>> BEGIN Extracted data

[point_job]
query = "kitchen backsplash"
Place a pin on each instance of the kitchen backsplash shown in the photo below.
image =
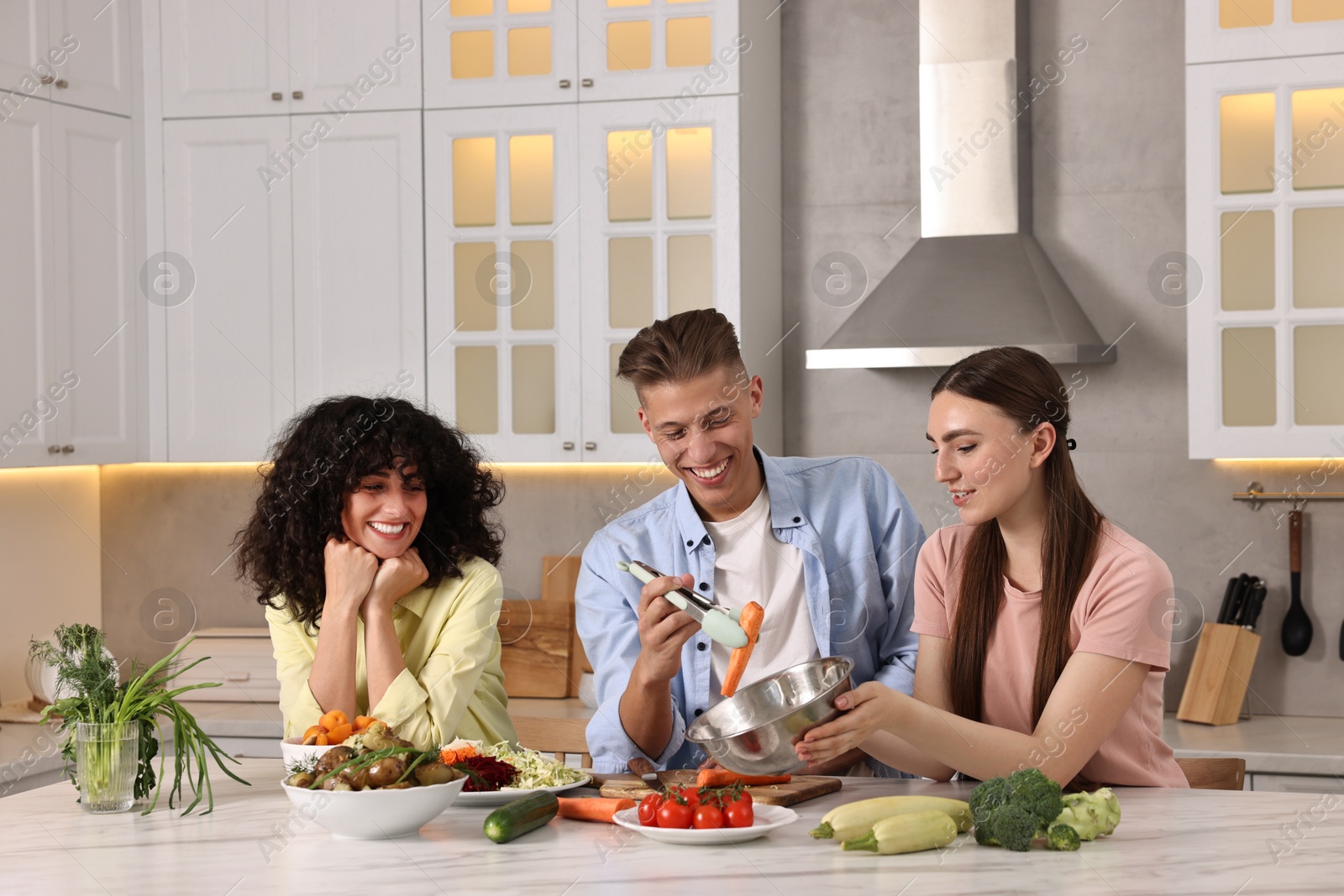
(51, 560)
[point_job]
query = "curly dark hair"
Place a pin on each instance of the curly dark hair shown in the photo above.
(322, 456)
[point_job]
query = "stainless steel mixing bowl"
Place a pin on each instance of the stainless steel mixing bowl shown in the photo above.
(753, 732)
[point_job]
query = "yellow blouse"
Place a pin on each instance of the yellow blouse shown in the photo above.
(452, 687)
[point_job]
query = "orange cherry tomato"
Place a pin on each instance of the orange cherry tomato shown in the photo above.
(333, 719)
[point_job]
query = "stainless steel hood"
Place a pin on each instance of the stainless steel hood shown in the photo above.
(976, 277)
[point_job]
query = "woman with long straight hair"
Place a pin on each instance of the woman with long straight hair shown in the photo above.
(1042, 625)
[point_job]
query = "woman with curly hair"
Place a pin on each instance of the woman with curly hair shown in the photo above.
(373, 548)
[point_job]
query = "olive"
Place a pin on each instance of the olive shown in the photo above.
(333, 759)
(386, 772)
(300, 779)
(356, 778)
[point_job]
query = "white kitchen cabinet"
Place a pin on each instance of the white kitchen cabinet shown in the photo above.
(354, 54)
(499, 53)
(225, 56)
(230, 344)
(360, 277)
(94, 302)
(24, 51)
(503, 288)
(1226, 29)
(651, 49)
(1265, 224)
(676, 210)
(66, 223)
(279, 56)
(97, 73)
(26, 249)
(660, 235)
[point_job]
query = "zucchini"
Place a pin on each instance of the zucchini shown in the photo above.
(526, 813)
(909, 833)
(857, 819)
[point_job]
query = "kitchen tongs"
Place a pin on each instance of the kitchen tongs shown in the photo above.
(718, 622)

>> END Extracted data

What to do >>
Display each line of the data above that contains the string "straight", matching case exactly.

The output >>
query = "woman with long straight hair"
Place a pin on each instance of the woman with long straight hair shown in the photo above.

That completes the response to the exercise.